- DATASET:
==============================

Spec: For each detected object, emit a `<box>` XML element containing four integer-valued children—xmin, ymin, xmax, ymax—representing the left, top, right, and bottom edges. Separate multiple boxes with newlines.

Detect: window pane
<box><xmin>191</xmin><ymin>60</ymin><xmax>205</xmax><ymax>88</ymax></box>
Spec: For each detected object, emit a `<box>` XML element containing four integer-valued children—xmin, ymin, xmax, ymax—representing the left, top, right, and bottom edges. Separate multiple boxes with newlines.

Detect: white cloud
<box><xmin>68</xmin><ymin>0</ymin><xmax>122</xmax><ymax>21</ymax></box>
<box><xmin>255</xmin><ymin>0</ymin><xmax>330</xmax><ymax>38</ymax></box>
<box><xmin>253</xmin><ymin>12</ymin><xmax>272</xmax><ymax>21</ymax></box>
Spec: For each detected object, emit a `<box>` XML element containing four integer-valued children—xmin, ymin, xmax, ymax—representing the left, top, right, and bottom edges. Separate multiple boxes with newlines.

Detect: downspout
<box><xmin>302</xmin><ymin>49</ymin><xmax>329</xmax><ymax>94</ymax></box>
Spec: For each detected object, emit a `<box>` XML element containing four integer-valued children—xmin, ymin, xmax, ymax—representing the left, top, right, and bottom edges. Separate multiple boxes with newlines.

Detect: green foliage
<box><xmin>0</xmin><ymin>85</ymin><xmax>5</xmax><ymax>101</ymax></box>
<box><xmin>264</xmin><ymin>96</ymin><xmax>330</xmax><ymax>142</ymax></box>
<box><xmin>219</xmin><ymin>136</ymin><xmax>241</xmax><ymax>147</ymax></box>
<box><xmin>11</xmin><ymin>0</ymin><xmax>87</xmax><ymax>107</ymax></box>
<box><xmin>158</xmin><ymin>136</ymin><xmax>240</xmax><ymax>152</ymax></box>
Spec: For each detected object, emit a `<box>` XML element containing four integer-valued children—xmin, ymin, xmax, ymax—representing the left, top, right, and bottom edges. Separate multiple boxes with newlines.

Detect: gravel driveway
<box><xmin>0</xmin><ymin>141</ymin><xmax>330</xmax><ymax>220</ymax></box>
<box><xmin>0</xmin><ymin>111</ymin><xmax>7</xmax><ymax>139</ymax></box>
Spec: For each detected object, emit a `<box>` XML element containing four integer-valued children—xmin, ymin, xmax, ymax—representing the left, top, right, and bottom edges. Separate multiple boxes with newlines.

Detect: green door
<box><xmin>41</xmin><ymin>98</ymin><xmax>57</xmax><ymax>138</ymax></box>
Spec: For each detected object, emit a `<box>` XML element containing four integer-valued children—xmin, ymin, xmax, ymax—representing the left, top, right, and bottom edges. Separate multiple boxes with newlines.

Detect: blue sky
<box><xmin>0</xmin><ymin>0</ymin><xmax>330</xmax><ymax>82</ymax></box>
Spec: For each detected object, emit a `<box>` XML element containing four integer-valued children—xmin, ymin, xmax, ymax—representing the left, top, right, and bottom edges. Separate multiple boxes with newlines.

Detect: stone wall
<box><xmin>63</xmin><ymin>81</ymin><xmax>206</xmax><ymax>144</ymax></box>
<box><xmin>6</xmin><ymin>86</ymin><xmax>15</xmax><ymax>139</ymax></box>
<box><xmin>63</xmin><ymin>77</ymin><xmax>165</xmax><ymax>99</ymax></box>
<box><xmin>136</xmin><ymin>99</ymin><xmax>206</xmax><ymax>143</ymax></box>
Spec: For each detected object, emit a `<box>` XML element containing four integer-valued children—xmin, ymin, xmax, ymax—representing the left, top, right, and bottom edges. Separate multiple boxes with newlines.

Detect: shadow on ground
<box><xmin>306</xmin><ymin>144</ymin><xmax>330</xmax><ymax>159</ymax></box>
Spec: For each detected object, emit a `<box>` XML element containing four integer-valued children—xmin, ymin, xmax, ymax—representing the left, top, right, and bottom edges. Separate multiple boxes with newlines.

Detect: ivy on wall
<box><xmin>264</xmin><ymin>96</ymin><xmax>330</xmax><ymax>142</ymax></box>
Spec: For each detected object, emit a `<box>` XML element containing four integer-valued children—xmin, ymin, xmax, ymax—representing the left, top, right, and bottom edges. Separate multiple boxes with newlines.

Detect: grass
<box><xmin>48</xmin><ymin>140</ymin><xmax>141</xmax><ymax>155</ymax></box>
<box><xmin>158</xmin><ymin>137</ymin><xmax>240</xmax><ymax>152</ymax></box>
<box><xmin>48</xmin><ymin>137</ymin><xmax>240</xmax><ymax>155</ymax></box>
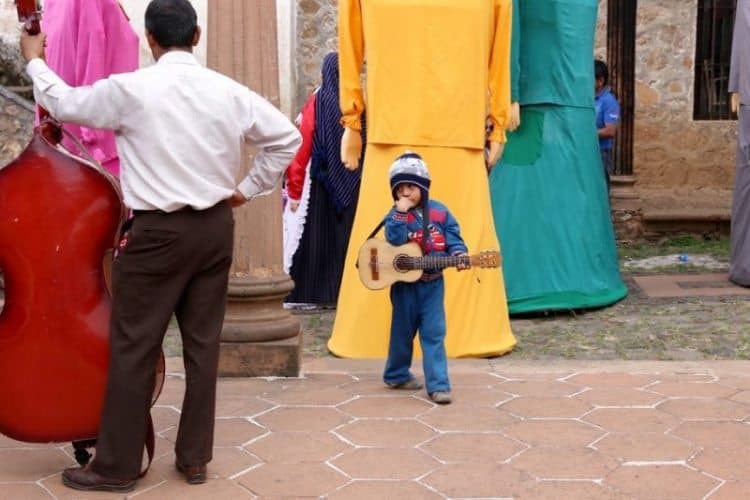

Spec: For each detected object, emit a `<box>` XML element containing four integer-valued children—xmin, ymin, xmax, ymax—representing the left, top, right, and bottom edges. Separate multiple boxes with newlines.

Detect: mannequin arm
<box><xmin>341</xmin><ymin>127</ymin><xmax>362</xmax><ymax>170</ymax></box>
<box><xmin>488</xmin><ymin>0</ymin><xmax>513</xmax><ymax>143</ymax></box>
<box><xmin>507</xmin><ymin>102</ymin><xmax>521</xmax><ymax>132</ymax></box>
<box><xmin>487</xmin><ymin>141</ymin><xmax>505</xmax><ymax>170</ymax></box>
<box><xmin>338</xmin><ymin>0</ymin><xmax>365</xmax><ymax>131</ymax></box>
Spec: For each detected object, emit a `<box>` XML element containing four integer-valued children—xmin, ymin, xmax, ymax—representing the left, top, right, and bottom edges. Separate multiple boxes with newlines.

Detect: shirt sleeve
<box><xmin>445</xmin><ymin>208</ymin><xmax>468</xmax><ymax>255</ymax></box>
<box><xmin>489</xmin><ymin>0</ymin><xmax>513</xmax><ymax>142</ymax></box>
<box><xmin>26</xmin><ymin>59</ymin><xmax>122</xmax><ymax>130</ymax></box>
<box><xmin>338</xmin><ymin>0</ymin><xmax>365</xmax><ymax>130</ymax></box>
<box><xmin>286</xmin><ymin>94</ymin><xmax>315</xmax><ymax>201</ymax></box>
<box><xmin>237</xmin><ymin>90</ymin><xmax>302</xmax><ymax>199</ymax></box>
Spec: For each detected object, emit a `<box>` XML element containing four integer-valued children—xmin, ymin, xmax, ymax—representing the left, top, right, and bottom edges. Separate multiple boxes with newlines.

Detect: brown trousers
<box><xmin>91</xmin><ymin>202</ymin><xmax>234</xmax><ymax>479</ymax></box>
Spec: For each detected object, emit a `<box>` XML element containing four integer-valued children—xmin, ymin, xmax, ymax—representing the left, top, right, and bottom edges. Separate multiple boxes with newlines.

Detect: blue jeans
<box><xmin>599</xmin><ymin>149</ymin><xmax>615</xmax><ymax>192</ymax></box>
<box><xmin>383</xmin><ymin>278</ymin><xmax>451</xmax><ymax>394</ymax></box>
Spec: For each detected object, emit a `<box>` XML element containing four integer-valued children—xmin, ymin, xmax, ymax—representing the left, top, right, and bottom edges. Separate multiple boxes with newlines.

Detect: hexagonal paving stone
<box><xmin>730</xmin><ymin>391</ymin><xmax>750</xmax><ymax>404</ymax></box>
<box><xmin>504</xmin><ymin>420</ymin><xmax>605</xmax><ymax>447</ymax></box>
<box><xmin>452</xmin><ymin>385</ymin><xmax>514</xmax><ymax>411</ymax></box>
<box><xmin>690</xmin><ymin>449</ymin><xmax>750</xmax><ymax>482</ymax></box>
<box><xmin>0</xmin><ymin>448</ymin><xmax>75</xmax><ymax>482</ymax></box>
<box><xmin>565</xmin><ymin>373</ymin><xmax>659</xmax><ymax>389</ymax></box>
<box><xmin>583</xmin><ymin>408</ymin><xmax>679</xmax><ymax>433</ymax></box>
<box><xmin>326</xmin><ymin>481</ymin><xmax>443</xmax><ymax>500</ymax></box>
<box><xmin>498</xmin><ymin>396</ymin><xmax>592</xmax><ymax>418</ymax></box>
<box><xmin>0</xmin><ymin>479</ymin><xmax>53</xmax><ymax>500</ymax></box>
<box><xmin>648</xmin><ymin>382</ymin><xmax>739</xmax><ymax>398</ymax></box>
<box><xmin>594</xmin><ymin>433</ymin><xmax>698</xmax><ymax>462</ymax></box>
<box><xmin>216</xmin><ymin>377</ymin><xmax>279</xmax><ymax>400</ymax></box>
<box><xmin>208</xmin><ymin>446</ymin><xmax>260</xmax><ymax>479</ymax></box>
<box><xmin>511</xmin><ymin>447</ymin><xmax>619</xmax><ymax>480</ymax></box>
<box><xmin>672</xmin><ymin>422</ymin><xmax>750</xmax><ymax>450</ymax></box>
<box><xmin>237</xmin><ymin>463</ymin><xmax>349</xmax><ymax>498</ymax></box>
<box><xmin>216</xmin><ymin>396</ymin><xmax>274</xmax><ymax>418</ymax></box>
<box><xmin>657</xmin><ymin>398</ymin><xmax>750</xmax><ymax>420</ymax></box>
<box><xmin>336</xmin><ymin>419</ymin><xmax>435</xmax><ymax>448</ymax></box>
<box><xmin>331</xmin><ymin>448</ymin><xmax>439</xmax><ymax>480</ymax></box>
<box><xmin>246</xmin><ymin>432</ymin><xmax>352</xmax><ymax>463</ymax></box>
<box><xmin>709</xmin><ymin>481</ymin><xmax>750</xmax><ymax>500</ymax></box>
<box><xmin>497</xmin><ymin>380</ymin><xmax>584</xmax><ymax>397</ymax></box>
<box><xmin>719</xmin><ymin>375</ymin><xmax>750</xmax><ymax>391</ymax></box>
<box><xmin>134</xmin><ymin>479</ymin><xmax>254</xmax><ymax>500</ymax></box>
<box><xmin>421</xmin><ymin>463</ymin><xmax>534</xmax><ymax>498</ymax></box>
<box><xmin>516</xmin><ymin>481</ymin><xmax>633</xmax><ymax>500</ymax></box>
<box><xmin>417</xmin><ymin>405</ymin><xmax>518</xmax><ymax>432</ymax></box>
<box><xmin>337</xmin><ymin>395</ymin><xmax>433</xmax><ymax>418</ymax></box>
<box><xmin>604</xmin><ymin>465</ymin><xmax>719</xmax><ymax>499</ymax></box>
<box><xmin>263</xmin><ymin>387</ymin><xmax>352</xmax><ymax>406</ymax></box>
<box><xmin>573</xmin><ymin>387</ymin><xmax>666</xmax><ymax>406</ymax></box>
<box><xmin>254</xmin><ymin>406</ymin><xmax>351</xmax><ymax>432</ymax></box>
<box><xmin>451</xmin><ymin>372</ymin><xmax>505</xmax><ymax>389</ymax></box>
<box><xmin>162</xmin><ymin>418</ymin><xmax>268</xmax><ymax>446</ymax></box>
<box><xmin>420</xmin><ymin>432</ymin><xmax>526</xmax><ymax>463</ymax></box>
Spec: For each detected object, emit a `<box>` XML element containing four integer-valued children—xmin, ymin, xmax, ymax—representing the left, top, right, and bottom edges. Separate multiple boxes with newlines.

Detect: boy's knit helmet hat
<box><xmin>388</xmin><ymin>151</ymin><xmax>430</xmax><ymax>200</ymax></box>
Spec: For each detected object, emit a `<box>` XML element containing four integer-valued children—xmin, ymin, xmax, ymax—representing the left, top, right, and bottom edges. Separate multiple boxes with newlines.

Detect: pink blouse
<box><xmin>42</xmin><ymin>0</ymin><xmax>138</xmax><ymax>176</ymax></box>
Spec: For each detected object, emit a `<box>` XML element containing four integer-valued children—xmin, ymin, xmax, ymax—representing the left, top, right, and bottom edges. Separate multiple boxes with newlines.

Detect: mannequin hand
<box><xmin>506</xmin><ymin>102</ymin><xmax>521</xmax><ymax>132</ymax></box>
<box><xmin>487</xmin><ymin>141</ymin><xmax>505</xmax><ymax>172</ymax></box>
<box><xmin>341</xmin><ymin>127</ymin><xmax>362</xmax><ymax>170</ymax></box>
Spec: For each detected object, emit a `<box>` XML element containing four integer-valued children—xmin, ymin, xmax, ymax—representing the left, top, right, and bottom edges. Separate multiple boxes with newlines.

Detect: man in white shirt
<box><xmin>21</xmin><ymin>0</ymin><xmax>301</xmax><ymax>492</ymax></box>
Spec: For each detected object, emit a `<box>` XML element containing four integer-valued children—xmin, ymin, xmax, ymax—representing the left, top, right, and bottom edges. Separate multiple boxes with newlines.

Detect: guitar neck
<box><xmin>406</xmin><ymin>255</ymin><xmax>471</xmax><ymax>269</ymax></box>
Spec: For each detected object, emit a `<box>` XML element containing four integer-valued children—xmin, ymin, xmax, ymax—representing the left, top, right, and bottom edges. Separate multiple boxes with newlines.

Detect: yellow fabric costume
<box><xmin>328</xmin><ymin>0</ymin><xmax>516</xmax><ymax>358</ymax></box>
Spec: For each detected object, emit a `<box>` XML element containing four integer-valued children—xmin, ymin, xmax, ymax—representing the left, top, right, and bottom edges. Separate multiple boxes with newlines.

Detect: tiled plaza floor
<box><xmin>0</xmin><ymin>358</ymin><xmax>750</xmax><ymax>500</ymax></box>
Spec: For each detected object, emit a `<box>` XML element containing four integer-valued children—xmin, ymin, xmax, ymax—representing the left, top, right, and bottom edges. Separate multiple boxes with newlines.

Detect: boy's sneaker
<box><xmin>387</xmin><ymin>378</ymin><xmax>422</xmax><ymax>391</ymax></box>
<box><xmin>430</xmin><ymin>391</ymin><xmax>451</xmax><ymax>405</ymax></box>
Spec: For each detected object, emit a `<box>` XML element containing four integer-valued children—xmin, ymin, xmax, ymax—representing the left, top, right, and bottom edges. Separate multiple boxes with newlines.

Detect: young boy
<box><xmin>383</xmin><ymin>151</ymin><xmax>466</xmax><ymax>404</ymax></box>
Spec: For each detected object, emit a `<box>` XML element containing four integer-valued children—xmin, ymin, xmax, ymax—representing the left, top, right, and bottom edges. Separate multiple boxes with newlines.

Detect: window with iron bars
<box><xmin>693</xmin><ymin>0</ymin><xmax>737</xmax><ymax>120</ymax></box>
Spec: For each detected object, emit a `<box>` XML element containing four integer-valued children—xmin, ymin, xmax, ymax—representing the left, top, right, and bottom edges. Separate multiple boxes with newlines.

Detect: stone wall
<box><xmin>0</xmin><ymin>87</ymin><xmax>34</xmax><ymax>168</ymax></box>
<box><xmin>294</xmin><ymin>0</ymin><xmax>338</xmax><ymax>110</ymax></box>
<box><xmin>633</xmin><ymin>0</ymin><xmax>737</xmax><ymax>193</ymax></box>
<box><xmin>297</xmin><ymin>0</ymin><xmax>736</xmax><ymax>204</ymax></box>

==============================

- DO THIS: Keep only the lines of the material above that contain the string "window". Leave out every other line.

- RESPONSE TO THIS EXERCISE:
Detect: window pane
Detect: window with iron bars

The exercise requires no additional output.